Prinz und Wunderknabe
Château Pressac
mit Jean-François Quenin
Quereinsteiger Jean-François Quenin amtet seit 20 Jahren auf Pressac. Mit grossem Einsatz und viel Leidenschaft hat er für ein spektakuläres Comeback dieses historischen Gutes in Saint-Émilion gesorgt.
Nach 16 Jahren als Generaldirektor der Darty-Gruppe (Heimelektronik) war es Zeit für einen Tapetenwechsel. Wir kauften ein kleines Weingut in Lalande de Pomerol, meine Frau holte ihr Landwirtschaftsabitur nach und kümmerte sich von Paris aus darum, und ich drückte im reifen Alter noch einmal die Schulbank der Fachschule von Blanquefort, ass in der Kantine mit Leuten, die dreimal jünger waren als ich, belegte Fächer wie Biologie, Rebbau, Informatik, lernte Rebschnitt und Weinbereitung und schaffte mein Diplom als Verantwortlicher eines Landwirtschaftsbetriebs. Währenddessen suchten wir aktiv nach einem grösseren Gut, «mit Spitzenterroir, einem kleinen Haus mit drei Zimmern an einem sympathischen Ort». Von einem historischen Château war nie die Rede. Als mich der Immobilienmakler zum ersten Mal nach Pressac führte, winkte ich ab: viel zu gross, viel zu teuer. Doch er liess nicht locker. «Pressac ist für euch wie geschaffen. Dieses Dornröschen braucht einen Unternehmer wie dich, der es wach küsst.» Als der Verkäufer den Preis senkte, schlugen wir zu. Und haben es nicht bereut. Damals sagte ich mir: In 20 Jahren tausche ich es dann gegen eine hübsche Villa an der Riviera ein. Um tagtäglich ins Meer zu starren, Welle rauf, Welle runter, um beim dritten Mal Welle rauf die Lust bekämpfen zu müssen, mir eine Kugel in den Kopf zu schiessen? Heute ist Pressac unsere Heimat, unser Grund und Boden, sogar mit den zehn Zimmern des alten Schlosses komme ich klar. Wir haben den Rebberg generalüberholt, nach und nach die Kellerei und die Barriquelager erneuert. Pressac ist wieder ein echtes Juwel, und langsam merkt selbst der letzte Bordeaux-Mohikaner, dass auf diesem aussergewöhnlichen Terroir rund um einen Hügel wieder aussergewöhnliche Weine entstehen.

#### [Aufgabe]
Stimmen diese Aussagen mit dem Text über Château Pressac überein? Antworte jeweils mit Ja oder Nein und zitiere die entscheidenden Worte des Textes wörtlich. (a) Jean-François Quenin war 16 Jahre lang Generaldirektor der Darty-Gruppe. (b) Beim ersten Besuch auf Pressac wollte er das Gut sofort kaufen. (c) Das alte Schloss hat zehn Zimmer.

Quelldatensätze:

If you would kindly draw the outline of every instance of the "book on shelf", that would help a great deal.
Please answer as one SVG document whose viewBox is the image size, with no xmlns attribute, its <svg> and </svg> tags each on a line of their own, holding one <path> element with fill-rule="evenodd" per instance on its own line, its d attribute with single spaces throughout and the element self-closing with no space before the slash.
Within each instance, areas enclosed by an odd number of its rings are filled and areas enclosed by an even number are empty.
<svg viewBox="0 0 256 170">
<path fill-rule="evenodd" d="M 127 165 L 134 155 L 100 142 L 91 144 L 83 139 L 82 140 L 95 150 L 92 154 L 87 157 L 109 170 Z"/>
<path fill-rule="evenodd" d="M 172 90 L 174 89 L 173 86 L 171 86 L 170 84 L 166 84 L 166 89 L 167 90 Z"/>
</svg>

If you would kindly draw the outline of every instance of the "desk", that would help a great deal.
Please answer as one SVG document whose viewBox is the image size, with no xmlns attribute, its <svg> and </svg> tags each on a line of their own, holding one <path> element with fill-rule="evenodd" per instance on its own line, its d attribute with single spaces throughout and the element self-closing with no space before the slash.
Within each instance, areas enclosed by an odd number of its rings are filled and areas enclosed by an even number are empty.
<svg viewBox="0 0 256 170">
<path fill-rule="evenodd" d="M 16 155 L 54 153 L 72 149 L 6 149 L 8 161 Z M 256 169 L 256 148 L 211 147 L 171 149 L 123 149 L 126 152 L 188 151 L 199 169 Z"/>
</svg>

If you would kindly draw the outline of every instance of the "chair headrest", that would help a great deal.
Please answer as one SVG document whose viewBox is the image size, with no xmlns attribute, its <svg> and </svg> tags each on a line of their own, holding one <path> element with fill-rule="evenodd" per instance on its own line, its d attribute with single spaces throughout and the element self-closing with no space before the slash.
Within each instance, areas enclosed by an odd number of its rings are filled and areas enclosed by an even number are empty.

#### [Lösung]
(a) Ja: „Nach 16 Jahren als Generaldirektor der Darty-Gruppe (Heimelektronik)“
(b) Nein: „Als mich der Immobilienmakler zum ersten Mal nach Pressac führte, winkte ich ab: viel zu gross, viel zu teuer.“
(c) Ja: „sogar mit den zehn Zimmern des alten Schlosses komme ich klar“